[EXTRACT TO READ]
Sidney Midwife, one of the blogs I read, had this as her most recent post: Study Showing Abortion-Premature Birth Risk Points to Cerebral Palsy. Since this is National Infant Mortality Awareness Month, and since premature birth increases infant mortality, this newest study has implications for this topic.

When I read about the study, I read the article, and then decided to find the abstract. Since the article mentioned that the study was published in the BJOG, and mentioned the study’s lead author, I had a good head-start. So, I went to the BJOG website, did a search for the author’s name, and came up with a pod-cast. Then the abstract. Then — wishful thinking! — I clicked on “fulltext,” fully expecting to go to a login screen, where I would have to pay $38 to view the report. What a pessimist realist! But, lo and behold, the full study is available! [Yeah, I’m a nerd — excited about being able to read a full study. :-)]

Here is the abstract:

Background History of induced termination of pregnancy (I-TOP) is suggested as a precursor for infant being born low birthweight (LBW), preterm (PT) or small for gestational age (SGA). Infection, mechanical trauma to the cervix leading to cervical incompetence and scarred tissue following curettage are suspected mechanisms.

Objective To systematically review the risk of an infant being born LBW/PT/SGA among women with history of I-TOP.

Search strategy Medline, Embase, CINAHL and bibliographies of identified articles were searched for English language studies.

Selection criteria Studies reporting birth outcomes to mothers with or without history of induced abortion were included.

Data collection and analyses Two reviewers independently collected data and assessed the quality of the studies for biases in sample selection, exposure assessment, confounder adjustment, analytical, outcome assessments and attrition. Meta-analyses were performed using random effect model and odds ratio (OR), weighted mean difference and 95% confidence interval (CI) were calculated.

Main results Thirty-seven studies of low–moderate risk of bias were included. A history of one I-TOP was associated with increased unadjusted odds of LBW (OR 1.35, 95% CI 1.20–1.52) and PT (OR 1.36, 95% CI 1.24–1.50), but not SGA (OR 0.87, 95% CI 0.69–1.09). A history of more than one I-TOP was associated with LBW (OR 1.72, 95% CI 1.45–2.04) and PT (OR 1.93, 95% CI 1.28–2.71). Meta-analyses of adjusted risk estimates confirmed these findings.

Conclusions A previous I-TOP is associated with a significantly increased risk of LBW and PT but not SGA. The risk increased as the number of I-TOP increased.

To be honest, the study does not even mention cerebral palsy, nor does it mention infant mortality — those are conclusions drawn by other readers of the study, based on the known facts of the risks of preterm birth and low birthweight. For instance, this cerebral palsy website says, in part,

Extremely low birth weight infants are 100 times more likely to develop CP than a full term infant. In one large overview of 6399 very low birth weight children that survived neonatal intensive care, childen that were evaluated up to age 3, the rate contracting CP was 77 per 1000. 2.5 per 1000 is the normal rate.

The CDC says,

Being born preterm is the greatest risk factor for infant mortality (death within the first year of life). Recent analyses of infant death data by CDC researchers demonstrate that preterm-related deaths accounted for more than 1/3 of all deaths during the first year of life, and more infants died from preterm causes than from any other cause.

[DATASET EXTRACT]

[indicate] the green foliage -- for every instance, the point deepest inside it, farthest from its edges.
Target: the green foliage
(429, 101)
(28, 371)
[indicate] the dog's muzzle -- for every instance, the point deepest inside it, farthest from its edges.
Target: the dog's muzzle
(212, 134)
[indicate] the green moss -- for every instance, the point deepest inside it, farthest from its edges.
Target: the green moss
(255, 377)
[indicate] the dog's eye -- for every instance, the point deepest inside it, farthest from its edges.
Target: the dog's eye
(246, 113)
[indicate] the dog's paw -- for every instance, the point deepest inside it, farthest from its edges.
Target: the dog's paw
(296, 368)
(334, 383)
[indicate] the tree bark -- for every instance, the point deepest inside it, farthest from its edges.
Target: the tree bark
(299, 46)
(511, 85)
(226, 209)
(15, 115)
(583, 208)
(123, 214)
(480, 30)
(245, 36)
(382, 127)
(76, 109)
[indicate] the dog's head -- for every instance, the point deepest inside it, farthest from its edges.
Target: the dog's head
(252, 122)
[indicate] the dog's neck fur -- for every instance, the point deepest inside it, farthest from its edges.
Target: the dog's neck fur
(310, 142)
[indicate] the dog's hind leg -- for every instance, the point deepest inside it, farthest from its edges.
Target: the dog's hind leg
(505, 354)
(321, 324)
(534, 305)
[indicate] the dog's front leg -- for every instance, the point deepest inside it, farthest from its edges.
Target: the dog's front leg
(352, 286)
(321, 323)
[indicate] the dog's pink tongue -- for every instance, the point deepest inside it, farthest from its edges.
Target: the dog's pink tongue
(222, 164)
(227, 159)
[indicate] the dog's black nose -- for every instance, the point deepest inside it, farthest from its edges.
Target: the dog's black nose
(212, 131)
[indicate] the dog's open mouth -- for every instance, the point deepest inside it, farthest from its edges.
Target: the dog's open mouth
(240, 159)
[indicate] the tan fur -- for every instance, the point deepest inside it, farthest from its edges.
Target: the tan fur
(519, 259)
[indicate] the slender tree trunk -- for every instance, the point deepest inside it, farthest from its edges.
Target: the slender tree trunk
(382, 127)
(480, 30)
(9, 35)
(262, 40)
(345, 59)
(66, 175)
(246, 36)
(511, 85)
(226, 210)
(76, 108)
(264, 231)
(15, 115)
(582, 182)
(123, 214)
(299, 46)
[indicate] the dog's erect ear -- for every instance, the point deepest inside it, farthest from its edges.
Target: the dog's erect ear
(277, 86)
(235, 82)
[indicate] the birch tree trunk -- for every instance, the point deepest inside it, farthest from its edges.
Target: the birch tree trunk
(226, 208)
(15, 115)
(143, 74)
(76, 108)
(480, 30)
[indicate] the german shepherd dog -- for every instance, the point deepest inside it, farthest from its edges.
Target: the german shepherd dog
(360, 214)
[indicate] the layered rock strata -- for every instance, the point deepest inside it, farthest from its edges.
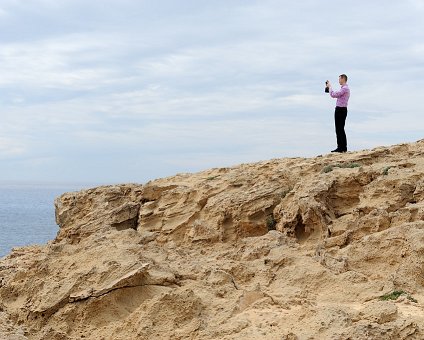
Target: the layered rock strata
(330, 247)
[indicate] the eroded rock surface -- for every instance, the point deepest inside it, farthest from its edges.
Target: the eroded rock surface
(282, 249)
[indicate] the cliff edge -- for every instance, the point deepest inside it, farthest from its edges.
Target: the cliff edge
(330, 247)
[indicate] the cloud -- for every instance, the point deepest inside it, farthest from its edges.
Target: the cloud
(162, 87)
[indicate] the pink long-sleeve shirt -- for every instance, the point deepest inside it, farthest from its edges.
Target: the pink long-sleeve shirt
(342, 95)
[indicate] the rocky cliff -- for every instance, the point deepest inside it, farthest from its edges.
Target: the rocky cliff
(330, 247)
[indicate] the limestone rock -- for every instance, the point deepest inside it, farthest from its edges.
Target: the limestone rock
(283, 249)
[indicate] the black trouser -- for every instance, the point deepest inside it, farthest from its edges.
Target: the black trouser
(340, 118)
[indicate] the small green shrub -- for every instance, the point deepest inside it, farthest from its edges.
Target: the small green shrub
(285, 192)
(271, 222)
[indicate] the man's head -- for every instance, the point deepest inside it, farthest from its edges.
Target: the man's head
(342, 79)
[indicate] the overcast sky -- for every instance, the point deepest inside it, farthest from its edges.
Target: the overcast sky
(128, 91)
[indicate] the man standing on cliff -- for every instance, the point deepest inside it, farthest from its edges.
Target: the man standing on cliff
(341, 111)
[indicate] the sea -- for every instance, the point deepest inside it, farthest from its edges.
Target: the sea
(27, 214)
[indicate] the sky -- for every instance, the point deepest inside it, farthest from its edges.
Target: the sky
(128, 91)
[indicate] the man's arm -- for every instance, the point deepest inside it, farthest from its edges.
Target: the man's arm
(338, 94)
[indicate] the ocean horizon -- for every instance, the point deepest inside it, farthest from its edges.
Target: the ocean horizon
(27, 213)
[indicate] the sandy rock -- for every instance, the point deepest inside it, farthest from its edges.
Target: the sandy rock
(283, 249)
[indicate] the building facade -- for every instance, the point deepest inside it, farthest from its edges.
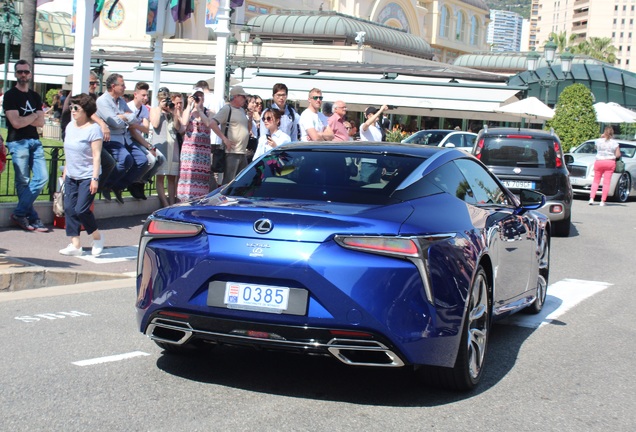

[EXERCISES TO COMPLETE]
1) Translate this sentence from the blog post about abortion and premature birth into Spanish: "Being born preterm is the greatest risk factor for infant mortality (death within the first year of life)."
2) Carry on with the blog post about abortion and premature birth, picking up right after its final sentence.

[RESPONSES BY ITEM NUMBER]
1) Nacer prematuramente es el mayor factor de riesgo de mortalidad infantil (muerte durante el primer año de vida).

2)
Thinking of this sad topic always brings to mind a woman’s blog I read over a year ago. I forget how I even stumbled across it — some word search on Google or WordPress or something. Anyway, she told the story of her pregnancies. Midway through her first pregnancy, she found out that the baby had some defect of some sort — I can’t remember what it was, if it was genetic like Down Syndrome or physical like spina bifida  (probably neither one; it may have even been lethal) — and chose to terminate the pregnancy, rather than to give birth to a deformed child. The abortion took place sometime around 20-24 weeks. Then she got pregnant again; tests showed that everything was fine for this baby, and then a few weeks of gestation after the time of the first abortion, she went into preterm labor that was not (could not be?) stopped, and her baby died. I wondered at the time if her first abortion caused (or at least was a factor in) the early birth of her second baby — that her body having been forced to open too soon for the abortion (an induction abortion, I think, rather than a D&C or D&X), was traumatized by it, and opened too soon during the second pregnancy. This study strengthens that thought. I wonder if women are given true informed consent prior to undergoing abortions, that if they have an abortion, they might later put a wanted child at risk of preterm birth, cerebral palsy, or even death.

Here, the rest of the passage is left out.